● **TO DO**: Reproduce every one of the rows below verbatim, keeping each line in its original order.

Excerpts from point annotation data:
========

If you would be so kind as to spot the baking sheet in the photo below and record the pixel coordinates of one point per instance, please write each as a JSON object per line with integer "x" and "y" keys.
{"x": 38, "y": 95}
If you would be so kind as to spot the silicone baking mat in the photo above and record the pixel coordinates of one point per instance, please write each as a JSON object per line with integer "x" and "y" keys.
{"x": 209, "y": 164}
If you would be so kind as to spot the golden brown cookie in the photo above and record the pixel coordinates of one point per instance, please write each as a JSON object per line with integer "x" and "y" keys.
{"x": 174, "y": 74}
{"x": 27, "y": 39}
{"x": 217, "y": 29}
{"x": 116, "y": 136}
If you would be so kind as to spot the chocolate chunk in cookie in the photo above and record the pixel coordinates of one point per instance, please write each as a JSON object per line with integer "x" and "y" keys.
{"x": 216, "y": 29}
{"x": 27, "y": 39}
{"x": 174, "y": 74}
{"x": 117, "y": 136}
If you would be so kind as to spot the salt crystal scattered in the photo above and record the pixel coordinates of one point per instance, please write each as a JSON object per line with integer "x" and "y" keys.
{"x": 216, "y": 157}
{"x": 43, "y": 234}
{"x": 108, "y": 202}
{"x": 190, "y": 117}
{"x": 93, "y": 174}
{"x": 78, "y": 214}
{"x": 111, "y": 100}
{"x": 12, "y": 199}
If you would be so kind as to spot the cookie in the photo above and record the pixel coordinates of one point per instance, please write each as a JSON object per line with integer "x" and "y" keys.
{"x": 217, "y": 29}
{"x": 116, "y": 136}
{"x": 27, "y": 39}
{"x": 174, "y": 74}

========

● **ANSWER BELOW**:
If you would be so kind as to spot the baking sheet in the photo below and record the pixel coordinates of one point per instance, please write each as a JSON object per line with integer "x" and "y" keys.
{"x": 38, "y": 95}
If you would be so kind as to spot the silicone baking mat in the photo above and record the pixel coordinates of one point per instance, please write each as a JSON object per line with integer "x" and "y" keys.
{"x": 209, "y": 164}
If you would be so kind as to spot the golden brown cookie in the photo above and record the pixel coordinates of one point per instance, please write each as a JSON object per line with integer "x" and "y" keys.
{"x": 174, "y": 74}
{"x": 27, "y": 39}
{"x": 217, "y": 29}
{"x": 116, "y": 136}
If you would be so kind as to spot the chocolate chunk in cookie in the photo above and record the pixel coordinates of one point per instance, please write each as a JSON object per line with integer "x" and "y" keys.
{"x": 216, "y": 29}
{"x": 27, "y": 39}
{"x": 174, "y": 74}
{"x": 117, "y": 136}
If you would be so kind as to spot the salt crystal scattered in the photo above and record the pixel coordinates of one point per instance, please write each as a JSON object per line with integer "x" and "y" keys.
{"x": 216, "y": 157}
{"x": 43, "y": 234}
{"x": 108, "y": 202}
{"x": 190, "y": 117}
{"x": 93, "y": 174}
{"x": 78, "y": 214}
{"x": 111, "y": 100}
{"x": 12, "y": 199}
If you would be so kind as to spot the cookie in the photo above and record the pixel coordinates of one point per instance, please write each as a JSON object per line with integer "x" and "y" keys.
{"x": 217, "y": 29}
{"x": 116, "y": 136}
{"x": 27, "y": 39}
{"x": 174, "y": 74}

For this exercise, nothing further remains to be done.